• Required task:
From the line with "trace: blurred teasel head" down to the final line of the material below, quote every line exactly and leave out all lines before it.

• Supplied entries:
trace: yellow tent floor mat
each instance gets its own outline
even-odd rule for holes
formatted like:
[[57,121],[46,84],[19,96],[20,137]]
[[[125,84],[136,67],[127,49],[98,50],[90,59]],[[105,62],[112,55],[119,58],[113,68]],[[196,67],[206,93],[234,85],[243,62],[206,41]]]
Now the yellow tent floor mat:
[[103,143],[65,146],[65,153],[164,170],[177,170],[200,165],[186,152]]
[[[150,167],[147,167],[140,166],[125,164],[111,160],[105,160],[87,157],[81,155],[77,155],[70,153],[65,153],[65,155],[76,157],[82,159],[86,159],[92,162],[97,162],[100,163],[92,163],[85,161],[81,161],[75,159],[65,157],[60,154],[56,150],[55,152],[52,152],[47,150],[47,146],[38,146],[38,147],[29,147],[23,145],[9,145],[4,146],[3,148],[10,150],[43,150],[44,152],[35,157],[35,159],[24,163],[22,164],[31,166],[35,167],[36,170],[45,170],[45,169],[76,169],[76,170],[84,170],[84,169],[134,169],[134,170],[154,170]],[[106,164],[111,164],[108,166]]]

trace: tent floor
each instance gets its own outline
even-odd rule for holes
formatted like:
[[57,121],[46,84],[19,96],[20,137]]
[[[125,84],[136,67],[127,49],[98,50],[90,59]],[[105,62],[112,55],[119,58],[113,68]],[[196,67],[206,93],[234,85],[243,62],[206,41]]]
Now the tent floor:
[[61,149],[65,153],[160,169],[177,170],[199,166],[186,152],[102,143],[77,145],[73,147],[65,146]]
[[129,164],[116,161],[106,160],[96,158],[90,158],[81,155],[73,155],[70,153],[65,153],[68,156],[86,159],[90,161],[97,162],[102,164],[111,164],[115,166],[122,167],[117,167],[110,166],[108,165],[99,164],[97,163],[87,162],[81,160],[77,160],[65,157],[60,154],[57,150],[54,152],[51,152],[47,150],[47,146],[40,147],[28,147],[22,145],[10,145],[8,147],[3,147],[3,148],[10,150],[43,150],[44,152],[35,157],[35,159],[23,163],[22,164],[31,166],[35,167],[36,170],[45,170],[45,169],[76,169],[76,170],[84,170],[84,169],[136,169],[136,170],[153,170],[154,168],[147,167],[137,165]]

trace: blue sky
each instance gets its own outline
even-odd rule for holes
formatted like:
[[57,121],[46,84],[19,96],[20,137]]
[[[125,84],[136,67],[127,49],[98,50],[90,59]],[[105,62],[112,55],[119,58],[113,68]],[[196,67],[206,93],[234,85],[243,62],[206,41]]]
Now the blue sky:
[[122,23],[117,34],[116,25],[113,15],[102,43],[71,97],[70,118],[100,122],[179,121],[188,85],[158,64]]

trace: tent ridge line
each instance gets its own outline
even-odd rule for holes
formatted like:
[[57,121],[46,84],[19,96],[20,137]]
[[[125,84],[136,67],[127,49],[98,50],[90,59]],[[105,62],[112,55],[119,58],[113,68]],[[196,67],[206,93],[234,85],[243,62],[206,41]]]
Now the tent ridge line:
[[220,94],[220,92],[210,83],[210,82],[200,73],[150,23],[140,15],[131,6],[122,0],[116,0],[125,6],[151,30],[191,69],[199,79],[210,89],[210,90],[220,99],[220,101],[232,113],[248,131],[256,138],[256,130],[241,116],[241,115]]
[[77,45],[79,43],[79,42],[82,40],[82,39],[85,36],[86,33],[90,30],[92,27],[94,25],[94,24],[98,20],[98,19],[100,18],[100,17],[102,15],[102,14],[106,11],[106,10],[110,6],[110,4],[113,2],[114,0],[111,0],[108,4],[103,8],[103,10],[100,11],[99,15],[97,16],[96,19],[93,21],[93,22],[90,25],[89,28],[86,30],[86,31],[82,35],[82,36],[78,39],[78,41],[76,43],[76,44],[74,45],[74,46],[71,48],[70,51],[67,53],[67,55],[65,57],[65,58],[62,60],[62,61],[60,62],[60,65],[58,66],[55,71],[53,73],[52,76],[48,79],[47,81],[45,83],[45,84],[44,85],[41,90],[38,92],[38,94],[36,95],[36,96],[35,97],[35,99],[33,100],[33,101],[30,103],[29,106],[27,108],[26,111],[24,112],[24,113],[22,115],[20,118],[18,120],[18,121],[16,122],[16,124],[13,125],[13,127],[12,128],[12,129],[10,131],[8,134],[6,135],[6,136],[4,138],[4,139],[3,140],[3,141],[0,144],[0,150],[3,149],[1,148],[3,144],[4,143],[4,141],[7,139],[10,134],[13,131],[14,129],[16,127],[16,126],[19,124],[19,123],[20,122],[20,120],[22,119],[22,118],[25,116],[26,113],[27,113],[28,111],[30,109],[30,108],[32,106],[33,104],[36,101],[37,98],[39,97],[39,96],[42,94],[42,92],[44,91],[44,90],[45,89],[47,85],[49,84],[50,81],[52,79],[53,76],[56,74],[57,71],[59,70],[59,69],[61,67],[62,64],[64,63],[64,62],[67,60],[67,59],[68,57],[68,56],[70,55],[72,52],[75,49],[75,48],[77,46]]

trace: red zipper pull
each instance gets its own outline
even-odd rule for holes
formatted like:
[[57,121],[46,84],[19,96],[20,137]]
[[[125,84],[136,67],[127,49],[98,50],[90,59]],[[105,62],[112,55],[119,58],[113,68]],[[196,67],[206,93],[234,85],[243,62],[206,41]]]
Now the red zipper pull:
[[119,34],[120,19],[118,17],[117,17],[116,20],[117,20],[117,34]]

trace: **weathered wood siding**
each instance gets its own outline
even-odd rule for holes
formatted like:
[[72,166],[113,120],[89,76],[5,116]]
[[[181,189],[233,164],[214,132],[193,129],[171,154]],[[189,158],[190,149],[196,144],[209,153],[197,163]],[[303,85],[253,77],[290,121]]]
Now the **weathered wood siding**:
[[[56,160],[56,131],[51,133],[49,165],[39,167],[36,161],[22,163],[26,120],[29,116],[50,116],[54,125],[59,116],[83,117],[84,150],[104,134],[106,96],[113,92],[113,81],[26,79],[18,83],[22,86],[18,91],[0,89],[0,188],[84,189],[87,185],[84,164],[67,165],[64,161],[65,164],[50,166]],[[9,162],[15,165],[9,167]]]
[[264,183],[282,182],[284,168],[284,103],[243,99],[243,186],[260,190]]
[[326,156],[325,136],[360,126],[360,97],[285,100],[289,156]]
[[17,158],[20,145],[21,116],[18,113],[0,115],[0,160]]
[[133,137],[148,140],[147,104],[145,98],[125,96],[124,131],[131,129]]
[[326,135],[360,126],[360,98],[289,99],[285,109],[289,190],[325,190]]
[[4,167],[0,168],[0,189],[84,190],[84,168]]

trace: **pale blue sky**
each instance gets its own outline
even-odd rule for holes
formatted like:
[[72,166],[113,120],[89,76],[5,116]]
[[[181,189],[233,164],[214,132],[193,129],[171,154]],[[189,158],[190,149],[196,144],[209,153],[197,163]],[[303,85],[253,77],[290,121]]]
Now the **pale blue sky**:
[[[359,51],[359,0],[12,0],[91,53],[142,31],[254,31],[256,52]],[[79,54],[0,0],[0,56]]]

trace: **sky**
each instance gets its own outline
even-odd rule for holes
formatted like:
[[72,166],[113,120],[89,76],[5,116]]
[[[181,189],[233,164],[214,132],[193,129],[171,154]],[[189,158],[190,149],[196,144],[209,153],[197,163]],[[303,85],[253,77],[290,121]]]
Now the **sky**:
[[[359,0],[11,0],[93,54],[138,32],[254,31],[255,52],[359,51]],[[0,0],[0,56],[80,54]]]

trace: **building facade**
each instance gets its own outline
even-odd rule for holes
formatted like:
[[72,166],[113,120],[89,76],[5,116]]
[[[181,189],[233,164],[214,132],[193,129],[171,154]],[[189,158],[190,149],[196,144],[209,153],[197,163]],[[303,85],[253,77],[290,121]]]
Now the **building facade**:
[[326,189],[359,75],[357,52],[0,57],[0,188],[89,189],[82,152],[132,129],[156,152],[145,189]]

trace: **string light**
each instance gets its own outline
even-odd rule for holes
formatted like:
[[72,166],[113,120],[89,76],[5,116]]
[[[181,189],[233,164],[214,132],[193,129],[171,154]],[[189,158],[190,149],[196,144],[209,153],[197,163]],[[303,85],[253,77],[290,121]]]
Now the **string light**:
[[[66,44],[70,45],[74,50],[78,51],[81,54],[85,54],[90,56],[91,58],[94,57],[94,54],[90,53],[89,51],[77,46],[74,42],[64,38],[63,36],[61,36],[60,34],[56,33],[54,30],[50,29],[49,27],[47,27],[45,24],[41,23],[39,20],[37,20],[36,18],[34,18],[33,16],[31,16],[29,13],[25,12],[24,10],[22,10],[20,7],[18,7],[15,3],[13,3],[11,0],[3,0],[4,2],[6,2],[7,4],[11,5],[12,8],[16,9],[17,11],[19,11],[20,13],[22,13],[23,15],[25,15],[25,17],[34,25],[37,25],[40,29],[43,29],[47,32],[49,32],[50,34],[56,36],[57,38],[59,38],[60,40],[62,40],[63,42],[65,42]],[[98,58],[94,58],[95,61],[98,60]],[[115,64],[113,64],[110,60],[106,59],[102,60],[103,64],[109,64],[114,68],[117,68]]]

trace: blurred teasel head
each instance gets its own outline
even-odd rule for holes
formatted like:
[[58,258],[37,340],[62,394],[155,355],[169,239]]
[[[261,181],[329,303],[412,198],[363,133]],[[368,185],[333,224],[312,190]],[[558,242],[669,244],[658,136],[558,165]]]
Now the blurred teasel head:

• Problem solution:
trace: blurred teasel head
each instance gets its own outline
even-odd rule for holes
formatted like:
[[58,258],[37,340],[62,394],[155,355],[169,239]]
[[[261,181],[329,303],[412,198],[363,133]],[[368,185],[333,224],[312,190]],[[558,242],[669,244],[658,136],[558,165]]]
Now the blurred teasel head:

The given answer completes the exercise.